GIVEN ENTRIES:
=== Begin Enclosure ===
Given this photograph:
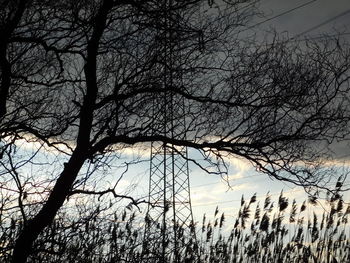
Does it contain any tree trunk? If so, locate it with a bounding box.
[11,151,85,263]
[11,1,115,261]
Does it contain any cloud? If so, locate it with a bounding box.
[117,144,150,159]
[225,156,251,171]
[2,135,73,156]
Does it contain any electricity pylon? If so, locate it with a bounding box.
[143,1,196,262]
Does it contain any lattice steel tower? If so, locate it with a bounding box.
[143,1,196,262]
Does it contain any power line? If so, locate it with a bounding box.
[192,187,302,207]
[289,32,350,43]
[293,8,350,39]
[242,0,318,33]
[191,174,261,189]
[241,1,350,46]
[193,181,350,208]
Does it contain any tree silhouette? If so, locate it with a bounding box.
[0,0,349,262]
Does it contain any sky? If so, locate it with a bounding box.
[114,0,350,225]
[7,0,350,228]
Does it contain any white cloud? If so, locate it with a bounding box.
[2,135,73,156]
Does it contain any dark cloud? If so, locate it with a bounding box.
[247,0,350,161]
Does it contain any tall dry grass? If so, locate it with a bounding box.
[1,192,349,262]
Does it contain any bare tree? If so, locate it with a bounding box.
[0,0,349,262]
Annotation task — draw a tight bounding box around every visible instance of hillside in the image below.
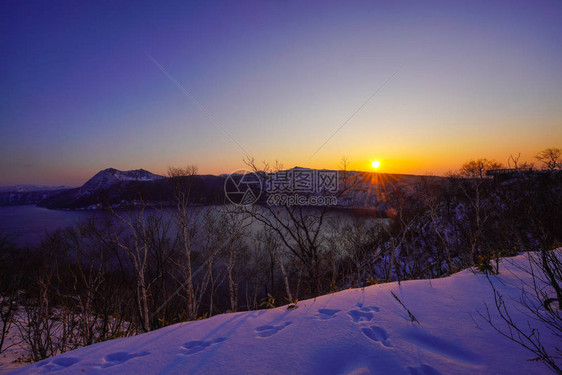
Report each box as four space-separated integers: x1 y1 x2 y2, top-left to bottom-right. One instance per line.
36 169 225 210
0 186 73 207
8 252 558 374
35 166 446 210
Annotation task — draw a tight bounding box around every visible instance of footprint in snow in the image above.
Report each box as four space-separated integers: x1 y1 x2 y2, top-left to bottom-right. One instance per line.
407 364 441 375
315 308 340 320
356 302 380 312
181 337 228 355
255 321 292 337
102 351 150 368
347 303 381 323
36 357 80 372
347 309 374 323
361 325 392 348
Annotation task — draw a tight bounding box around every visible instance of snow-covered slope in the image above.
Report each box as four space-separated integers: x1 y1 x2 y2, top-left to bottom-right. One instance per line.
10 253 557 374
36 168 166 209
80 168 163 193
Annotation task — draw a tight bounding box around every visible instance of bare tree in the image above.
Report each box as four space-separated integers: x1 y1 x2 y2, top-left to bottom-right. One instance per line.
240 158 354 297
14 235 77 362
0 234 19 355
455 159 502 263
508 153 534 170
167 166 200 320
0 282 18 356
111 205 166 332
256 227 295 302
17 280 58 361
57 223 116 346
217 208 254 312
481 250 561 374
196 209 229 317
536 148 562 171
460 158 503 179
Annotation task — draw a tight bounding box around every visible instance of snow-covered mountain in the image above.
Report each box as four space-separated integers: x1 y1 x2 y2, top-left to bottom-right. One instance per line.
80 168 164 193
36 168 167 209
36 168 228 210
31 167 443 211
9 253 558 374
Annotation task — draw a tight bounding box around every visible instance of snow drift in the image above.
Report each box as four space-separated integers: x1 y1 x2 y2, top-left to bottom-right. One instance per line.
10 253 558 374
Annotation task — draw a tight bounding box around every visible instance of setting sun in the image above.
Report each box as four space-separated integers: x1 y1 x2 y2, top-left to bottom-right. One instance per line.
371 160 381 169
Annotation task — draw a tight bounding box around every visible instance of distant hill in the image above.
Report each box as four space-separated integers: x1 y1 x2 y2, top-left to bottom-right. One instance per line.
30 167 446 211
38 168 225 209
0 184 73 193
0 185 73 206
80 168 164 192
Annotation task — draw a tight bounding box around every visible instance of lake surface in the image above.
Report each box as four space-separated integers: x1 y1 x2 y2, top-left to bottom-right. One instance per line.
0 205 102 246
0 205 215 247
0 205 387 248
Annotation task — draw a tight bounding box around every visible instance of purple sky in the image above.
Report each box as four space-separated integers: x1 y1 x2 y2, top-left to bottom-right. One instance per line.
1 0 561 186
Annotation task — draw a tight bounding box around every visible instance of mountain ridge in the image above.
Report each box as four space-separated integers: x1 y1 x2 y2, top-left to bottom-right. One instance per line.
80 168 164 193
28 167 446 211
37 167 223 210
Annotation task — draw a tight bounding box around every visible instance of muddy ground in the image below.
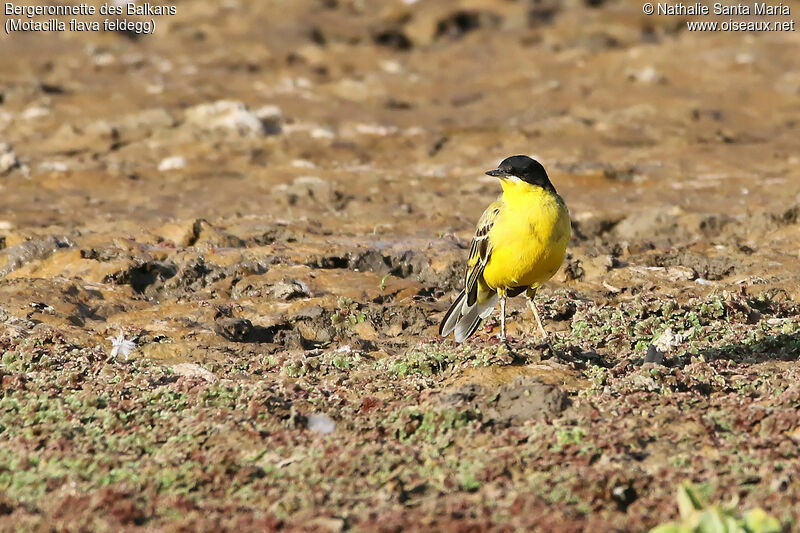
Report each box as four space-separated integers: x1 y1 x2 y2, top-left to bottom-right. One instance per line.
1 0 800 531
=== End Enclosure ===
WHAT YOU WILL DO:
Each entry must be retyped word for word, with every image omitted.

SOLUTION TO THE EXERCISE:
Given this photograph:
Does it contain any tree trunk? If so, locate it with a bounding box.
[11,151,85,263]
[11,1,115,261]
Does it contain any cloud? If so, locate it with a bounding box.
[117,144,150,159]
[225,156,251,171]
[2,135,73,156]
Does it contain any electricity pylon? If so, locate it with a bounding box.
[143,1,196,262]
Does it contain any lattice steel tower? If so, locate it with a bounding box.
[143,1,196,262]
Does it contain any power line? If so, locate it with a bounding box.
[192,187,302,207]
[289,32,350,43]
[293,8,350,39]
[242,0,318,33]
[191,174,261,189]
[241,1,350,46]
[193,181,350,208]
Does it contain any tree silhouette? If so, locate it with a bounding box.
[0,0,349,262]
Does it contain any sky? If so, locate it with a bounding box.
[114,0,350,225]
[7,0,350,228]
Does it contain any white cloud? If so, locate it with a bounding box.
[2,135,73,156]
Does it contain any dark cloud? If so, locate it with a bounding box.
[247,0,350,161]
Does it contain any tall dry grass? If so, locate it with a bounding box.
[1,192,349,262]
Does it contain any bare tree? If so, locate it with a bounding box.
[0,0,349,262]
Annotation task — draw a tight bounding box around every visible instance of hillside in the image below.
Report each box as four space-separated integers: x1 y1 x2 y2, top-left to bottom-right. One instance per line.
36 169 225 210
0 186 73 207
8 252 558 374
35 166 446 210
Annotation task — draw a tight bounding box around every visible instance of footprint in snow in the image above.
Report each box as four space-separated integers: x1 y1 x2 y2, top-left to bottom-right. One instance per line.
407 364 441 375
315 308 340 320
356 302 380 312
181 337 228 355
255 321 292 337
102 351 150 368
347 303 381 323
36 357 80 372
347 309 374 323
361 325 392 348
Annotation task — draw a tight bounding box around every visible instance of snow-covered slope in the image above.
Report each box as four space-separated integers: x1 y1 x2 y2, top-left to bottom-right. One instance per line.
10 253 557 374
36 168 166 209
80 168 163 193
Annotation task — draw a tight bounding box around every visible instance of bare tree in the image above.
Report each box as four space-separated integers: x1 y1 x2 y2, top-left to bottom-right. One instance per line.
240 158 354 297
14 235 77 362
0 234 19 355
455 159 502 263
508 153 534 170
167 166 200 320
0 282 18 356
111 205 166 332
256 227 295 302
17 280 58 361
57 223 116 346
217 208 254 312
481 250 561 374
196 209 229 317
536 148 562 171
460 158 503 179
Annotation task — draw a tight bounding box around every visible instance of snow-covered mountain in the image above.
Report each box as four space-separated integers: x1 y1 x2 y2, top-left to bottom-right. One instance per line.
80 168 164 193
36 168 167 209
36 168 228 210
31 167 443 211
9 253 558 374
Annotation task — draw a tight bounding box around every visible instance of snow drift in the image above.
Report each box as four space-separated integers: x1 y1 x2 y2, top-left to bottom-right. One instance per line.
10 253 558 374
Annotation task — draw a tight bounding box around every visible instance of setting sun in the image above.
Report each box as four space-separated integers: x1 y1 x2 y2, top-left to bottom-right. One instance per line.
371 160 381 169
Annotation task — draw a tight bounding box around every visible instance of distant hill in the image above.
Report each box as four space-separated integers: x1 y1 x2 y2, top-left to bottom-right. One instance per line.
30 167 446 211
38 168 225 209
0 184 73 193
0 185 73 206
80 168 164 192
Annotation task — draw a tight bounding box around every visible instance of lake surface in the image above.
Report each box as four space-separated integers: x1 y1 x2 y2, top-left to bottom-right. One instance per line.
0 205 102 246
0 205 215 247
0 205 387 248
Annotation task — draw a tight bounding box around every visible instance of purple sky in the image above.
Report each box as four space-separated integers: x1 y1 x2 y2, top-left to bottom-right. One instance per line.
1 0 561 186
Annotation task — draw a tight bounding box around every visible instance of mountain ridge in the image above.
Report each box as four space-separated integers: x1 y1 x2 y2, top-left to bottom-right. One instance per line.
80 168 164 193
28 167 446 211
37 167 223 210
Annotation task — draw a tight bounding box around every visible instance of muddy ground in the image below.
Report each box as four space-separated integers: x1 y1 x2 y2, top-left to bottom-right. One instance per line.
1 0 800 531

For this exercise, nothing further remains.